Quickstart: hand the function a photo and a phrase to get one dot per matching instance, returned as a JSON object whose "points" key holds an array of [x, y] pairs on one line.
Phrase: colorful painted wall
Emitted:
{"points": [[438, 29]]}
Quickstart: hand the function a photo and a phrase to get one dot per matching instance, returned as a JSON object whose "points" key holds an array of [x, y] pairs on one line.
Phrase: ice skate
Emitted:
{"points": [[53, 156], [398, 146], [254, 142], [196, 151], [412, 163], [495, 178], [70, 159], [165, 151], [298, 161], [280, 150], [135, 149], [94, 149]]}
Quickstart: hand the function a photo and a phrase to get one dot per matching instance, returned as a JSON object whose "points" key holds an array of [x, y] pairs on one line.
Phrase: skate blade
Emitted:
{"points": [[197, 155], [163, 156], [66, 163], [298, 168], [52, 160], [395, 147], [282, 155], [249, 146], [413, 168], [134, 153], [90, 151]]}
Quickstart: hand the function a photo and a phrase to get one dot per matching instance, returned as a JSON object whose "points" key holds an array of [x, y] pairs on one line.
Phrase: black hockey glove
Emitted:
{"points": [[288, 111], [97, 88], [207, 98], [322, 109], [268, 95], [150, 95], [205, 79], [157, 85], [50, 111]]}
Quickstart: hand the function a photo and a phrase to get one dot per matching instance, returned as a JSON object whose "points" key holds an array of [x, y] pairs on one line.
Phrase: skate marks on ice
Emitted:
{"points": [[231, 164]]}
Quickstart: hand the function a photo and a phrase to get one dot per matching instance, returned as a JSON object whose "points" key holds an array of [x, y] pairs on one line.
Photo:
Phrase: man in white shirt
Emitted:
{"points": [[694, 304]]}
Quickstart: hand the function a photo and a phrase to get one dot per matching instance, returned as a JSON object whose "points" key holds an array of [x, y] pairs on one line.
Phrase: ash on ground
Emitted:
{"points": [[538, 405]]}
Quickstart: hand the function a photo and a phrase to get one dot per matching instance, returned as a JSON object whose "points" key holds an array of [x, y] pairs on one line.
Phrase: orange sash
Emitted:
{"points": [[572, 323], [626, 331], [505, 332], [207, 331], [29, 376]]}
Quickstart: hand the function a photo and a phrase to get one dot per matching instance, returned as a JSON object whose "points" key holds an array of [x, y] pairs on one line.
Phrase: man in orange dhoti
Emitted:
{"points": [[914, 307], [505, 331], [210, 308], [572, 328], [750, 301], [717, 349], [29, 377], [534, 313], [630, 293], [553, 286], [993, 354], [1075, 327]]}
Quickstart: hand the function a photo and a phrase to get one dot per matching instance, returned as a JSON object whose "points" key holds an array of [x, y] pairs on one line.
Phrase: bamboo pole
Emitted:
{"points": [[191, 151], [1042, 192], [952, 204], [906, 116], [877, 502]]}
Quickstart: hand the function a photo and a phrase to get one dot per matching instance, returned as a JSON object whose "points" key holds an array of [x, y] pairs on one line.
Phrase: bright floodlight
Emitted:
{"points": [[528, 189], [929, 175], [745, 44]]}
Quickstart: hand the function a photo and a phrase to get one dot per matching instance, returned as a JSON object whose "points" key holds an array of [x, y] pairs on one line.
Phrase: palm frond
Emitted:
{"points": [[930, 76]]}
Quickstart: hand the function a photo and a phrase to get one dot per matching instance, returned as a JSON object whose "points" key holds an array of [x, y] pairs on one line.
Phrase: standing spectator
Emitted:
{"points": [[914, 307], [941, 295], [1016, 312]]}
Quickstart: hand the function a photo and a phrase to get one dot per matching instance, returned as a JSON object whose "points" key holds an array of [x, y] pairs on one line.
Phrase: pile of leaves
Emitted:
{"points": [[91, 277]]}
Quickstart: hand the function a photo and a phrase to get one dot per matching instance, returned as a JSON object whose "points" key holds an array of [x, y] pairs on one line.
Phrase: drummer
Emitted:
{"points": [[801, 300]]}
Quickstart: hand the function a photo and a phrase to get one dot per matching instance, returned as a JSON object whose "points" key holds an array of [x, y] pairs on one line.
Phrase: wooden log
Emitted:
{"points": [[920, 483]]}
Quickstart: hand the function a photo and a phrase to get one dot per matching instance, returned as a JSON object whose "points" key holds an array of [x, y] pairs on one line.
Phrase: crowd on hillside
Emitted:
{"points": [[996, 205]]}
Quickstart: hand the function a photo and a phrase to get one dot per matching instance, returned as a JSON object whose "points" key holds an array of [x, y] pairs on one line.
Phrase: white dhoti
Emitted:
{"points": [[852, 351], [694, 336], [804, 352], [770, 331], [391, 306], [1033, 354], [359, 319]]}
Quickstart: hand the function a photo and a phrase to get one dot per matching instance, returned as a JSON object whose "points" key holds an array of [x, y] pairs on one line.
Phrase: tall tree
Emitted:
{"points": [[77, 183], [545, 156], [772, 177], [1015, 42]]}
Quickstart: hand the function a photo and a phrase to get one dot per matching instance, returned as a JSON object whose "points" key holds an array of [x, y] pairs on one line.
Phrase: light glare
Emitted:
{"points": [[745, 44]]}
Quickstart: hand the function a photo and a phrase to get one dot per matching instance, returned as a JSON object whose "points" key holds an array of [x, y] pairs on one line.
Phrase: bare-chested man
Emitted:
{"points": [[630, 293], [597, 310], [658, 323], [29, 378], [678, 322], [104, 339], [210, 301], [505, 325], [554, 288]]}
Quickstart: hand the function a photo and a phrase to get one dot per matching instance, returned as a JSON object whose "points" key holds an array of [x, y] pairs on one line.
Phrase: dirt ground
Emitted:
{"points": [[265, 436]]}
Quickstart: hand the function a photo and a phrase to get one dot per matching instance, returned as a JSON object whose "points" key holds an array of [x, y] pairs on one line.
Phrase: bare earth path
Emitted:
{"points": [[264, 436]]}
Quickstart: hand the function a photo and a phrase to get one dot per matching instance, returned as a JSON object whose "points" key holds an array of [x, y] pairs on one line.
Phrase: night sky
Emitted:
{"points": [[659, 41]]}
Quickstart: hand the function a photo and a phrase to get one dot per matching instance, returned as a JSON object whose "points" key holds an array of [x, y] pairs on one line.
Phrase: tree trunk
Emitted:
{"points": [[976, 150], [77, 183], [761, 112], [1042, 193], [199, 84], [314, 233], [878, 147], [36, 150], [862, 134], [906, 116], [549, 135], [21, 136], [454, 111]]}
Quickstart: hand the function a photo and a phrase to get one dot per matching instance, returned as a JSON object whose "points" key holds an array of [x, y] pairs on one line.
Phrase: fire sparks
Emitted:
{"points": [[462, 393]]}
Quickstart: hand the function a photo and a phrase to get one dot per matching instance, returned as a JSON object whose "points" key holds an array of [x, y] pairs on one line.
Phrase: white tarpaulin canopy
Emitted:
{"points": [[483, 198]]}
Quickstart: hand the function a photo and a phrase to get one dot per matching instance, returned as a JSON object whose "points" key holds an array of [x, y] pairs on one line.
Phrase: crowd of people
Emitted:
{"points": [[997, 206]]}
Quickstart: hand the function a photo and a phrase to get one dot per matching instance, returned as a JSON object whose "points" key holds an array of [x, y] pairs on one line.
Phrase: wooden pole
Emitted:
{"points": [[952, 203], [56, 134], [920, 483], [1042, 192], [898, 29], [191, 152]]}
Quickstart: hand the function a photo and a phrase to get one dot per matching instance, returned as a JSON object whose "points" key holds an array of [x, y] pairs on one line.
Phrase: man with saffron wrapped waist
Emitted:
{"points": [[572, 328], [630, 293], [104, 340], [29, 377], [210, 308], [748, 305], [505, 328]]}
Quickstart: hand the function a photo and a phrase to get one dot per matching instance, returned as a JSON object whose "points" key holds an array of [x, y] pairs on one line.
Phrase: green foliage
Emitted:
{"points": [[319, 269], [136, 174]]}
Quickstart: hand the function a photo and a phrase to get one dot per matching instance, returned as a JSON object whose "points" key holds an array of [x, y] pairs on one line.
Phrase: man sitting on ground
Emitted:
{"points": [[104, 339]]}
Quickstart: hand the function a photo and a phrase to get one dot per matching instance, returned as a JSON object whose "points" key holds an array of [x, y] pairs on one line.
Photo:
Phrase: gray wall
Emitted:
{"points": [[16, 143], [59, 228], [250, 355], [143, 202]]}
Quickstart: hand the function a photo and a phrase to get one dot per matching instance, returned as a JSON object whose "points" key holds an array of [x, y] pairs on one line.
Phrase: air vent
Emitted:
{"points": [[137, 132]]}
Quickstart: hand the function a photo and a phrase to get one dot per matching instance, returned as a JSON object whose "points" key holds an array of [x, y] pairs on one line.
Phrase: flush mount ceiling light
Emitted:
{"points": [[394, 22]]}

+ + + + +

### THE PROBLEM
Show the lines of the entries that include the string "skate", copying each in full.

### REPLY TO THE EXERCISE
Phrase: ice skate
Phrase: skate blade
Phrase: skate marks on ice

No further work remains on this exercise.